The answer must consist of every line below containing "trim".

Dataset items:
____

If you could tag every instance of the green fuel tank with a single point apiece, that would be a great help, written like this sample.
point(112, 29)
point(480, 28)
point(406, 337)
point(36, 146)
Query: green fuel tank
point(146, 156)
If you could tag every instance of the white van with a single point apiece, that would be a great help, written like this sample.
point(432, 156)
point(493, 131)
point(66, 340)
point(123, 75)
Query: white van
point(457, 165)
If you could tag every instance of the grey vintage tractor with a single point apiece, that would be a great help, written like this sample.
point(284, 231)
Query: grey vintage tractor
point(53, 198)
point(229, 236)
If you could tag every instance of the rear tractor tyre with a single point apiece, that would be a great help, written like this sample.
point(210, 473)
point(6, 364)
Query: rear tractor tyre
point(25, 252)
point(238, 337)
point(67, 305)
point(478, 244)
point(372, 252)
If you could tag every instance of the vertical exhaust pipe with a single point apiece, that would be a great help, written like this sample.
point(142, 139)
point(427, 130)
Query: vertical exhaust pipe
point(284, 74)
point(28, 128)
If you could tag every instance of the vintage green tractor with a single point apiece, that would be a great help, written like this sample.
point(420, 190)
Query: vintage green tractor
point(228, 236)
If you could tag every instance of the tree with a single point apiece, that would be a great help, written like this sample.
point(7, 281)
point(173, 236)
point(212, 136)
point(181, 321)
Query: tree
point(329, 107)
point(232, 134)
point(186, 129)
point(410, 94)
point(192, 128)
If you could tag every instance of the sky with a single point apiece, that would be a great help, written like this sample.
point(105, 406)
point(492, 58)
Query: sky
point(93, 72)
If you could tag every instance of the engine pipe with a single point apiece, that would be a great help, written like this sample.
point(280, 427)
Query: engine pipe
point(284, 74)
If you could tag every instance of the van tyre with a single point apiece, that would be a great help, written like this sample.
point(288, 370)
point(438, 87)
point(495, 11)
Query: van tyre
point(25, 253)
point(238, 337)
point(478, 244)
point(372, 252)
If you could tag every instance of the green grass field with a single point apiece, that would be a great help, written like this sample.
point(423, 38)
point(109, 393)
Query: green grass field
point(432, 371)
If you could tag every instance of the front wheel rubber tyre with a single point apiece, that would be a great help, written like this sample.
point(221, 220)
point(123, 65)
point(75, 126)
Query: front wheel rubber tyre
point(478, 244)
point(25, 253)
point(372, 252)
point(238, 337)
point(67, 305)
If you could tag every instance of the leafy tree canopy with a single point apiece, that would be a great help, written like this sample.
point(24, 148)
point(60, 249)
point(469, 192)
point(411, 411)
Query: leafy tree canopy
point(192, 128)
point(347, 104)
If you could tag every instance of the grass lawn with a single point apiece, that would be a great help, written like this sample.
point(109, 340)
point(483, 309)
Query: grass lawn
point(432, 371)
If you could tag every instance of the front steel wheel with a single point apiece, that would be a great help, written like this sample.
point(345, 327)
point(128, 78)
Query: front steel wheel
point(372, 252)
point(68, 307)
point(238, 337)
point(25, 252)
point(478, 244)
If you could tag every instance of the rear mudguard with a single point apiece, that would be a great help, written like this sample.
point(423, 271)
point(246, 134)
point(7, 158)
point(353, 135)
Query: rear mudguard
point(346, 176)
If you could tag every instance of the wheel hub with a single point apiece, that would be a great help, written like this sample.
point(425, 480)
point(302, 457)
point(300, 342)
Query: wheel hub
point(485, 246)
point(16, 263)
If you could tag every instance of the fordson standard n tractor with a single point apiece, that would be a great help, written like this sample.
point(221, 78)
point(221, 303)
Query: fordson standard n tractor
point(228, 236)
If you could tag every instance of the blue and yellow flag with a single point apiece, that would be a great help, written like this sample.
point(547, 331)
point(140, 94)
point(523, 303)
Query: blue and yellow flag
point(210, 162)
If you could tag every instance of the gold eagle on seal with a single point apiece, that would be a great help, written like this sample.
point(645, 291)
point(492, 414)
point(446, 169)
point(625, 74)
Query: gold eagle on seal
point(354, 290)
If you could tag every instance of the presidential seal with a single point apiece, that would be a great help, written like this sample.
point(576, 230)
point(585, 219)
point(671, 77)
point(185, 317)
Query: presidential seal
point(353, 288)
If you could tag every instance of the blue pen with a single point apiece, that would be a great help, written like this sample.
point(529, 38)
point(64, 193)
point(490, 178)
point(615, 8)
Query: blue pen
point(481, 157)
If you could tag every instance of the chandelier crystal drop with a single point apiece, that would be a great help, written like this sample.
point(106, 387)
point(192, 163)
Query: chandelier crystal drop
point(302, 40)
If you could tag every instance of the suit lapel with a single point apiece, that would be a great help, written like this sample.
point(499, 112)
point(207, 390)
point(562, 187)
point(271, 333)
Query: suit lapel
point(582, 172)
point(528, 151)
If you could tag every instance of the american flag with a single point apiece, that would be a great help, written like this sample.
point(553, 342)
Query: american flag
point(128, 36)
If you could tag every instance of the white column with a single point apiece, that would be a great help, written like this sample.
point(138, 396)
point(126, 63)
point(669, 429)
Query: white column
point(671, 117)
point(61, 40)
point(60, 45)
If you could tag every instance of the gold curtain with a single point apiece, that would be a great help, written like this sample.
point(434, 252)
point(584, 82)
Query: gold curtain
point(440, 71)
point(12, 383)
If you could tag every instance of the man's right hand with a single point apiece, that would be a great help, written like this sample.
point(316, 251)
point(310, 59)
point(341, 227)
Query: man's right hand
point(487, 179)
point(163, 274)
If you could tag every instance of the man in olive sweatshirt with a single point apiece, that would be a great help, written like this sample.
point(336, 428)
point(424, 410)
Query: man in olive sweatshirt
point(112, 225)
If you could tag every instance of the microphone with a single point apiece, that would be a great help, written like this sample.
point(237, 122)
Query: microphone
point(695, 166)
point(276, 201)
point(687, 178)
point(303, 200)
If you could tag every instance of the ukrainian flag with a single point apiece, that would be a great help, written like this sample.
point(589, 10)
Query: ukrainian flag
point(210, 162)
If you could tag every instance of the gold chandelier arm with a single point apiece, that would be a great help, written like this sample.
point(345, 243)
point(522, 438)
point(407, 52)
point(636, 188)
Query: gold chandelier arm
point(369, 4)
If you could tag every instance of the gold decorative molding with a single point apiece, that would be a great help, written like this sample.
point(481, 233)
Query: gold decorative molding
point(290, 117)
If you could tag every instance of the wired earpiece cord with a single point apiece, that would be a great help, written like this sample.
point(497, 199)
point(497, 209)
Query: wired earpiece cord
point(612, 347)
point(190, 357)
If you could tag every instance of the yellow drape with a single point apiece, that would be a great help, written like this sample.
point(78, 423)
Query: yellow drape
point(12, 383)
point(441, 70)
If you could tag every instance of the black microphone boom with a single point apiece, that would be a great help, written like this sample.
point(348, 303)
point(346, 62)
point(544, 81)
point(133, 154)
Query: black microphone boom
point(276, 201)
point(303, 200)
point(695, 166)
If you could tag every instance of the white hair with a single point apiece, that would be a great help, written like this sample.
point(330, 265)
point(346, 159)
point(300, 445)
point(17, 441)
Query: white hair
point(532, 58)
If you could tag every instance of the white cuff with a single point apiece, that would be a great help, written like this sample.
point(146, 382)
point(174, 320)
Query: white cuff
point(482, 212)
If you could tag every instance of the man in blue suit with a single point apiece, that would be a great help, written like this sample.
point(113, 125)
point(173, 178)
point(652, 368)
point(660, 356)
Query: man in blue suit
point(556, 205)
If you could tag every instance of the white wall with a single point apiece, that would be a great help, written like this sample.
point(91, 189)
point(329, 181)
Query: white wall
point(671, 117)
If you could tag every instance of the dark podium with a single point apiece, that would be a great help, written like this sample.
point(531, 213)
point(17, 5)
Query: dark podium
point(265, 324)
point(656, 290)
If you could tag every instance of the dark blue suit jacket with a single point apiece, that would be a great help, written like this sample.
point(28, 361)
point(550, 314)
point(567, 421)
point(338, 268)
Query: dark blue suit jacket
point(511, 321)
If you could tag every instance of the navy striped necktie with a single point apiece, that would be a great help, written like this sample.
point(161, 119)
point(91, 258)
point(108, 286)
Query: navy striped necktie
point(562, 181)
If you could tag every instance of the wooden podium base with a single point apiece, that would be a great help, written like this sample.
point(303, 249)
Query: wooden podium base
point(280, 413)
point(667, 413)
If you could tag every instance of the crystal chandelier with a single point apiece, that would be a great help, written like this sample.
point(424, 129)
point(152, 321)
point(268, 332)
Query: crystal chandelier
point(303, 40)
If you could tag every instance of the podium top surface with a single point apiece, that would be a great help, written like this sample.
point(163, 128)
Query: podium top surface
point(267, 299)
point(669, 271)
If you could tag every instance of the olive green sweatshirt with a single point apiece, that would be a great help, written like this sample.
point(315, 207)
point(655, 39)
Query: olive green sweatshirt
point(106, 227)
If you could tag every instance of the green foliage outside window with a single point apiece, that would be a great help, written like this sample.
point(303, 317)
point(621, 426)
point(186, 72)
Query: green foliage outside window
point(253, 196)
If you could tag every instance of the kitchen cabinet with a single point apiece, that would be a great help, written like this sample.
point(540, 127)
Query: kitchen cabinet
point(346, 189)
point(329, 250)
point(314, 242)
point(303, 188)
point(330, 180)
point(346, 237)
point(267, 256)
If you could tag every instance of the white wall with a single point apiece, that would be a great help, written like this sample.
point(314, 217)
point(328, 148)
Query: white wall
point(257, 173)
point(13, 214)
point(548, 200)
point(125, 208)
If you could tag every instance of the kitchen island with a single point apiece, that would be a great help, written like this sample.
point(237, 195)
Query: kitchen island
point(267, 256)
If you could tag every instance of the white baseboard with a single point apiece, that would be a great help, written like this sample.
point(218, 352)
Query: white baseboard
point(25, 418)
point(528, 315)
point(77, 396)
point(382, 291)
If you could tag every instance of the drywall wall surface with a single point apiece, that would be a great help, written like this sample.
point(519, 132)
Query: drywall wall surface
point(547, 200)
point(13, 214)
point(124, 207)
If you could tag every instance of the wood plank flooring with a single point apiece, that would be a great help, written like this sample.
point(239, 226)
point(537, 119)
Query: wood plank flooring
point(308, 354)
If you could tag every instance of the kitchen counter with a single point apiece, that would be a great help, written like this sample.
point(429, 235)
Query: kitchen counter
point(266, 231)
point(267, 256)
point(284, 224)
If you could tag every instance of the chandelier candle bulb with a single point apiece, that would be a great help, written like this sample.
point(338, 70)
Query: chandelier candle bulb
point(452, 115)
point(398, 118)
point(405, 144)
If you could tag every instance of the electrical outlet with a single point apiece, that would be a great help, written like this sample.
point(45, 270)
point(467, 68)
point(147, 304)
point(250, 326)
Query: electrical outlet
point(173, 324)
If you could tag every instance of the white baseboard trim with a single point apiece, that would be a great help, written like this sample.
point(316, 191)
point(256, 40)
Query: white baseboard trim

____

▸ EXERCISE ANSWER
If you could tag every instance of the white baseboard trim with a single point apiece, that would be a great help, written like this sample.
Query: white baseboard trim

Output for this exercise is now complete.